=== Section Start ===

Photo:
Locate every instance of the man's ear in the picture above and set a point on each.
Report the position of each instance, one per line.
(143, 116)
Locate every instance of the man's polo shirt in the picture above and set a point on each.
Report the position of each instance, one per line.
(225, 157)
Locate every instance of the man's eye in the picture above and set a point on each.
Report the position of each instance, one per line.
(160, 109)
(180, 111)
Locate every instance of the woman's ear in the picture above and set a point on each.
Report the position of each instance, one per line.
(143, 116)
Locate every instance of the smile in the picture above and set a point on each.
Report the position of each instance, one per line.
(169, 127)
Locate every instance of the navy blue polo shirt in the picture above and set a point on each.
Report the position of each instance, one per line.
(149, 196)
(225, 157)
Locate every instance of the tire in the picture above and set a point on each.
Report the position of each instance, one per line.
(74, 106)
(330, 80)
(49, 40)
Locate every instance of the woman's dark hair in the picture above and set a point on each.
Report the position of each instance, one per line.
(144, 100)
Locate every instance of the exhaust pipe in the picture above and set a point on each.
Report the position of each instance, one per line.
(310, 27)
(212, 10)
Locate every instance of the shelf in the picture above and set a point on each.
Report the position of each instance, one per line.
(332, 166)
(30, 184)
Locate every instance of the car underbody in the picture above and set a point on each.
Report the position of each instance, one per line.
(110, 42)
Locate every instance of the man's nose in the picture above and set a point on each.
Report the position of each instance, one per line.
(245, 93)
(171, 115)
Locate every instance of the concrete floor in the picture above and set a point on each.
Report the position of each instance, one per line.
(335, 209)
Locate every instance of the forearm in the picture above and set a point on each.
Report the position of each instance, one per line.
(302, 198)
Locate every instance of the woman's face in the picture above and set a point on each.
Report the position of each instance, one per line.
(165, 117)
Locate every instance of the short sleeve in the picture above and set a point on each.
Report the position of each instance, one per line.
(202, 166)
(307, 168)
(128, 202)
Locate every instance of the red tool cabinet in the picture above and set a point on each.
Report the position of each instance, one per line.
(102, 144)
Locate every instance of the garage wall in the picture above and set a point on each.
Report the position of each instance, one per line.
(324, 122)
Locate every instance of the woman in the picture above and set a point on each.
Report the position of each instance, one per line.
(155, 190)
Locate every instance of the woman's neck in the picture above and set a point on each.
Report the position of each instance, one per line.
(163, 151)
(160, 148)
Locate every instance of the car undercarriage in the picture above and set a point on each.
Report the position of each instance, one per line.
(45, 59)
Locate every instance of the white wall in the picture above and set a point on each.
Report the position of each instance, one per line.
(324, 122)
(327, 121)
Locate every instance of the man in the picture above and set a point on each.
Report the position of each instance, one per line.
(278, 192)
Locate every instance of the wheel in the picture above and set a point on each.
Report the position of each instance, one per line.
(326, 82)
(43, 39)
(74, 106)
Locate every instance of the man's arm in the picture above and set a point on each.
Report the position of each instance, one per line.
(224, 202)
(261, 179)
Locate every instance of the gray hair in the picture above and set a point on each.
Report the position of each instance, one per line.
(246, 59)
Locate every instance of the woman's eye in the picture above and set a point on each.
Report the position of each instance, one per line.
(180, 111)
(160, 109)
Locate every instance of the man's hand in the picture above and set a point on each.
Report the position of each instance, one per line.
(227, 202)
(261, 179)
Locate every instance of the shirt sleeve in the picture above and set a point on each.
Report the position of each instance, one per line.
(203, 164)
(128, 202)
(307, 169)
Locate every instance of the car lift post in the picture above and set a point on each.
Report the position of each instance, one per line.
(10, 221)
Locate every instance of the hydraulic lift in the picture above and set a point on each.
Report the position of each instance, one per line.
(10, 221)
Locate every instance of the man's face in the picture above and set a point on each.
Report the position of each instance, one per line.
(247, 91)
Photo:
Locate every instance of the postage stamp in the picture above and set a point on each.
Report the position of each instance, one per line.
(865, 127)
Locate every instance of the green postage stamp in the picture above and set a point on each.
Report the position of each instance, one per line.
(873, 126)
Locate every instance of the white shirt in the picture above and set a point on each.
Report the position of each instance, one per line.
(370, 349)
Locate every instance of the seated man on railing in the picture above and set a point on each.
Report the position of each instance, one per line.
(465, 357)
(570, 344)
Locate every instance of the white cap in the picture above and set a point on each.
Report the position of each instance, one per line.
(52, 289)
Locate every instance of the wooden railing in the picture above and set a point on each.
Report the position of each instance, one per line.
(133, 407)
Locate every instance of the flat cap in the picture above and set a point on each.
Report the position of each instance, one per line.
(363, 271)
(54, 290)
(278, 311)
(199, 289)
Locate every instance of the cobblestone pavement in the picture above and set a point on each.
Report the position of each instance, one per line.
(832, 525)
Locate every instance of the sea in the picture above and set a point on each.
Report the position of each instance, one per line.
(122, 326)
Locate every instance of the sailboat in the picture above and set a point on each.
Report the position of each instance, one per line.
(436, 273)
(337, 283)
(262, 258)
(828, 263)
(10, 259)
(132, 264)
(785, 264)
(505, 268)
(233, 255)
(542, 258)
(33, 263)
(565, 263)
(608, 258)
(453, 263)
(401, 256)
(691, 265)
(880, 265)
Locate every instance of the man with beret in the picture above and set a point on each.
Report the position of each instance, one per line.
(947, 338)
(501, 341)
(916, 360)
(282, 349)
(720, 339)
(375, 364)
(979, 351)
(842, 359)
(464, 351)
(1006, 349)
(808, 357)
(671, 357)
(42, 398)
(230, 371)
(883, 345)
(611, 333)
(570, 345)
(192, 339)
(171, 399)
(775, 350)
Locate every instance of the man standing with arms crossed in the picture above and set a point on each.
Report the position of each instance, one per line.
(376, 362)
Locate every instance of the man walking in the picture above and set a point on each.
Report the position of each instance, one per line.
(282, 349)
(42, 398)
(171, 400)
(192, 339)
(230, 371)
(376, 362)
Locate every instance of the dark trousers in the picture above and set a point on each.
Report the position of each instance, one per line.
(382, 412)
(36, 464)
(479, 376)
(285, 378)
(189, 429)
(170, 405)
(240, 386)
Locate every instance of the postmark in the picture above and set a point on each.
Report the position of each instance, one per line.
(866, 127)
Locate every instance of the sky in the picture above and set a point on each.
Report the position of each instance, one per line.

=== Section End ===

- [About this exercise]: Look through the entries above, and wherever a line holds the word "woman", copy it.

- [Finished exercise]:
Locate every instance of the woman's ear in the picture above and set a point on each.
Locate every instance of the woman's dark hair in the picture above and set a point on each.
Locate every instance of the woman's face in the picture above and set a point on each.
Locate every instance of the woman in the picture above and set a point on each.
Locate every instance of the woman's neck in the picture above and set a point on each.
Locate every instance of the woman's eye in the picture above and set a point on each.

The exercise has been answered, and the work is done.